**Explore the material**.
a: Answer these questions about the passage on chronic atrophic gastritis and cerebral small vessel disease.
(i) From which two features is the difference in total CSVD burden mainly derived?
(ii) Which patient group had the higher proportion of hyperlipidemia?
(iii) By what percentage did the cited meta-analysis find overall CSVD risk lower with folate supplementation?
b: Carry on the passage on chronic atrophic gastritis and cerebral small vessel disease from its final sentence.

This study found that chronic atrophic gastritis was related to CSVD and the difference in the total CSVD burden is mainly derived from EPVS and lacunes.

Compared with patients with CSVD, the proportion of hyperlipidemia in non-CSVD patients is higher, this is contrary to previous studies [20, 21]. Hyperlipidemia has been identified as a risk factor for atherosclerosis and one potential candidate risk factor for CSVD, this may be related to the intake of lipid-lowering drugs and influence of different daily life habits and activities. The traditional risk factors are only able to partially explain the presence of CSVD [22], and the incomplete understanding of the pathogenesis of CSVD limits prevention and treatment efforts. Therefore, obtaining more predictors of progression is a rational target for therapeutic treatments. In recent years, some potential new risk factors of CSVD, including chronic infection and substance abuse, have attracted the attention of scholars [23], the discovery of these new risk factors provides new thinking for the prevention and treatment of CSVD patients.

Our study revealed the higher prevalence of CSVD in patients with chronic atrophic gastritis than those without even after adjustments for multiple confounding factors. This may be related to the following factors. Firstly, chronic atrophic gastritis is an organ-specific autoimmune disease, which affects the corpus-fundus gastric mucosa [24]. The decrease or disappearance of parietal cells results in reduced or absent acid production and loss of intrinsic factor, and it further interferes with the absorption of folate and vitamin B12 [25], and further lead to anemia and hyperhomocysteinemia. Deficiency of folate can result in hyperhomocysteinemia, which is a possible risk factor for cardiovascular diseases [26]. One meta-analysis indicated a 10% lower risk of stroke and a 4% lower risk of overall CSVD with folate supplementation [27]. The results of the China Stroke Primary Prevention Trial (CSPPT) randomized clinical trial among adults with hypertension in China showed that folate supplementation could significantly reduce the risk of first stroke [28]. Moreover, hyperhomocysteinemia has been recognized as an important risk factor for cardiovascular diseases. It may also involve in the development of dementia, diabetes mellitus, and renal disease [29]. A controlled study showed that hyperhomocysteinemia may increase the risk of lacunar infarction and severe white matter lesion [30].

**Material supplied**.
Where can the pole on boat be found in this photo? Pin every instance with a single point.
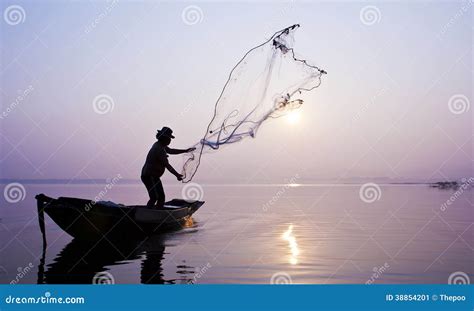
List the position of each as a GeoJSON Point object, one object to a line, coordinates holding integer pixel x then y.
{"type": "Point", "coordinates": [40, 205]}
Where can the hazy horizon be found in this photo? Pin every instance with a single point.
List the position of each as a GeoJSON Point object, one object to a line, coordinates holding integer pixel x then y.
{"type": "Point", "coordinates": [384, 110]}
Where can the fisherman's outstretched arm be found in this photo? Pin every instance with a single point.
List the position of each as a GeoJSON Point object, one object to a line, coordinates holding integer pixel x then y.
{"type": "Point", "coordinates": [173, 171]}
{"type": "Point", "coordinates": [178, 151]}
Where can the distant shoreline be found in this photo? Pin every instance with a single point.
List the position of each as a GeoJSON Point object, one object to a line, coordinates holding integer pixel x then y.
{"type": "Point", "coordinates": [209, 182]}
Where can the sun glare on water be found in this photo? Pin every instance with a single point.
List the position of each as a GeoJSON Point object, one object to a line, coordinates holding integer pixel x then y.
{"type": "Point", "coordinates": [291, 239]}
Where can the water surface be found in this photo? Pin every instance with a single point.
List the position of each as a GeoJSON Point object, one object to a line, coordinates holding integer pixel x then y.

**Results**.
a:
(i) EPVS and lacunes
(ii) Non-CSVD patients
(iii) 4%

b:
There are several limitations in the current study. First, this is an observational study without further follow-up and dynamic observation of the progress of CSVD. Second, this study is based on clinical observation. Further studies are needed to explore the possible mechanisms. Third, this study is a single-center study involving individuals in the Han population in a single center. Therefore, further multicenter studies are needed to overcome these limitations.

Conclusions

The results of this study suggested that patients with chronic atrophic gastritis may have increased risk of CSVD. We should routinely screen the presence of CSVD for patients with chronic atrophic gastritis.